(Article):
-------
It forced me to be vulnerable.

*sigh* I’m learning a lot about myself lately and discovering that it is incredibly hard for me to let my guard down and be vulnerable with people. I don’t want to let people in. There’s too much at risk. No joke, before two weeks ago, I actually had myself convinced that I let people in too easily… ha. Wrong again.

So this experience forced me to be vulnerable, to deal with these ridiculous insecurities I don’t just have with people but with God. So I made a list. I made a list of all the reasons I guard my heart so fiercely, reasons like being afraid of disappointment, rejection, vulnerability, pain, doing something wrong, not being worth it, etc. And then I made another list. I want to share that one with you.

REASONS TO OPEN MY HEART TO GOD:

Because He is:

  • Sovereign
  • Faithful
  • GOOD
  • Compassionate
  • Full of mercy
  • Abounding in love
  • Righteous
  • Tender
  • Holy
  • Gracious
  • Just
  • Forgiving
  • Smarter than me
  • Good
  • Good
  • Good
  • Rich in love
  • Good
  • In control
  • Good

After doing a word study in Scripture on God’s goodness (wow, it has a lot to say about it) and reading A.W. Tozer’s chapter on God’s goodness in The Attributes of God, my heart started getting a little more energized.
-------
(Provided records):
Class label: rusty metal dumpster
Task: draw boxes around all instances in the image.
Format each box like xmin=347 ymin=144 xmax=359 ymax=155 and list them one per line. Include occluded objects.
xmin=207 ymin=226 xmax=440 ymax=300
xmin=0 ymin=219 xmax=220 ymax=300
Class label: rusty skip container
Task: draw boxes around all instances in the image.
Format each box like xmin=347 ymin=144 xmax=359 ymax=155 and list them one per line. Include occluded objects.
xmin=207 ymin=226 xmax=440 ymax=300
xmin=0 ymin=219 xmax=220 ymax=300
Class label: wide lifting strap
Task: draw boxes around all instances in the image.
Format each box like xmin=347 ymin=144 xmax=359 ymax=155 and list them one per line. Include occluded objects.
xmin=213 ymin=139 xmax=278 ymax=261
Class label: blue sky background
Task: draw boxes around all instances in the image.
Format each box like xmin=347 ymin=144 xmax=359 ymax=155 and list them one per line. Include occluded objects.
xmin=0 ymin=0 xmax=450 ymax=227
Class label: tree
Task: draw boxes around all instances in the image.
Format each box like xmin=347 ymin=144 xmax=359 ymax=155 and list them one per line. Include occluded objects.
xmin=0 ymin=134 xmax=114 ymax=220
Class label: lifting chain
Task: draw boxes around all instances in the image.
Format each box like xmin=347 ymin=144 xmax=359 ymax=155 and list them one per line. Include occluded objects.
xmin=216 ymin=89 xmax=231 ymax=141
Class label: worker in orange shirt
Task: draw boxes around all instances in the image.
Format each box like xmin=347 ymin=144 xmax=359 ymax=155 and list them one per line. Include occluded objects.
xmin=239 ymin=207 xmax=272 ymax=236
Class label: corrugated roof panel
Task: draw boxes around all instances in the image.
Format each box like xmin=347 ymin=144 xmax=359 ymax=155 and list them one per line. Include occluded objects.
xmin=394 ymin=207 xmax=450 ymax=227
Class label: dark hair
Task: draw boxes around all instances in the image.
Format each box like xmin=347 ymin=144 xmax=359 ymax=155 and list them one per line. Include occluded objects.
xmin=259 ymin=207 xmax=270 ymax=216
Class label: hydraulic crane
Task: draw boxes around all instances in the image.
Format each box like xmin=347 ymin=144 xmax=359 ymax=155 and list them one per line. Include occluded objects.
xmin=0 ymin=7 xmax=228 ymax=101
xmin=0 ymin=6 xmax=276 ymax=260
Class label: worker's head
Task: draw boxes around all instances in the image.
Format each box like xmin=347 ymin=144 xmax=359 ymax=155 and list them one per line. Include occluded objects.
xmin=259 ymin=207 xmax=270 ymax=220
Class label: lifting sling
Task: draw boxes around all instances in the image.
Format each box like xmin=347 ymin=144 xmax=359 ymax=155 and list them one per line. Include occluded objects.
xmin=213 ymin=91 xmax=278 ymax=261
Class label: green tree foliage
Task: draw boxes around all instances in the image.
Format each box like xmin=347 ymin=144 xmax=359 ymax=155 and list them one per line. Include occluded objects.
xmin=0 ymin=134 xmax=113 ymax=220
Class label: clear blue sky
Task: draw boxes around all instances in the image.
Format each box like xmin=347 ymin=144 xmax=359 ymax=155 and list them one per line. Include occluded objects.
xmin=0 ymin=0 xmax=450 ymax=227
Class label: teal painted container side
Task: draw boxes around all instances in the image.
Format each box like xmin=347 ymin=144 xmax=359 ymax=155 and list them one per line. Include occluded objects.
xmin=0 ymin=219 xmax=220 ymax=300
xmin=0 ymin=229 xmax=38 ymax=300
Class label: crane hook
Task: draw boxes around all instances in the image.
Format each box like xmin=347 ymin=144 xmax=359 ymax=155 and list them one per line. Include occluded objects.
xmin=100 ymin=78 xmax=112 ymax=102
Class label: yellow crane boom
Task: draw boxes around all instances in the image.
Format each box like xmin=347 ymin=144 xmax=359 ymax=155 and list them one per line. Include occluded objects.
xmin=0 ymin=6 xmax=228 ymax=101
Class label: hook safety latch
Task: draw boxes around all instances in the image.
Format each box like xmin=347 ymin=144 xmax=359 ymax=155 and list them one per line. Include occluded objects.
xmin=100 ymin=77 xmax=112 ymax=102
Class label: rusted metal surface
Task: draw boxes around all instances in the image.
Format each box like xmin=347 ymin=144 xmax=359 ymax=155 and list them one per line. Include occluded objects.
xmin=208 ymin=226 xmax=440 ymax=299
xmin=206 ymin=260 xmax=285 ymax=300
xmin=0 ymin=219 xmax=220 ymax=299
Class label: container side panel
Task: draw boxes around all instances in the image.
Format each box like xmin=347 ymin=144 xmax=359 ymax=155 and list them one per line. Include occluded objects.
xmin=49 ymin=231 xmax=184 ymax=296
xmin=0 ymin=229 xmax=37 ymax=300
-------
(Requirements):
a) Reproduce the passage of the post about opening one's heart to God that begins with the words "It forced me" and ends with "one with you.".
b) Write out the lines of the records from the line containing "Class label: dark hair" through the line containing "xmin=0 ymin=134 xmax=113 ymax=220", including both of those lines, and nothing else.

(Completed exercise):
a)
It forced me to be vulnerable.

*sigh* I’m learning a lot about myself lately and discovering that it is incredibly hard for me to let my guard down and be vulnerable with people. I don’t want to let people in. There’s too much at risk. No joke, before two weeks ago, I actually had myself convinced that I let people in too easily… ha. Wrong again.

So this experience forced me to be vulnerable, to deal with these ridiculous insecurities I don’t just have with people but with God. So I made a list. I made a list of all the reasons I guard my heart so fiercely, reasons like being afraid of disappointment, rejection, vulnerability, pain, doing something wrong, not being worth it, etc. And then I made another list. I want to share that one with you.

b)
Class label: dark hair
Task: draw boxes around all instances in the image.
Format each box like xmin=347 ymin=144 xmax=359 ymax=155 and list them one per line. Include occluded objects.
xmin=259 ymin=207 xmax=270 ymax=216
Class label: hydraulic crane
Task: draw boxes around all instances in the image.
Format each box like xmin=347 ymin=144 xmax=359 ymax=155 and list them one per line. Include occluded objects.
xmin=0 ymin=7 xmax=228 ymax=101
xmin=0 ymin=6 xmax=276 ymax=260
Class label: worker's head
Task: draw boxes around all instances in the image.
Format each box like xmin=347 ymin=144 xmax=359 ymax=155 and list them one per line. Include occluded objects.
xmin=259 ymin=207 xmax=270 ymax=220
Class label: lifting sling
Task: draw boxes around all instances in the image.
Format each box like xmin=347 ymin=144 xmax=359 ymax=155 and list them one per line. Include occluded objects.
xmin=213 ymin=91 xmax=278 ymax=261
Class label: green tree foliage
Task: draw boxes around all instances in the image.
Format each box like xmin=347 ymin=144 xmax=359 ymax=155 and list them one per line. Include occluded objects.
xmin=0 ymin=134 xmax=113 ymax=220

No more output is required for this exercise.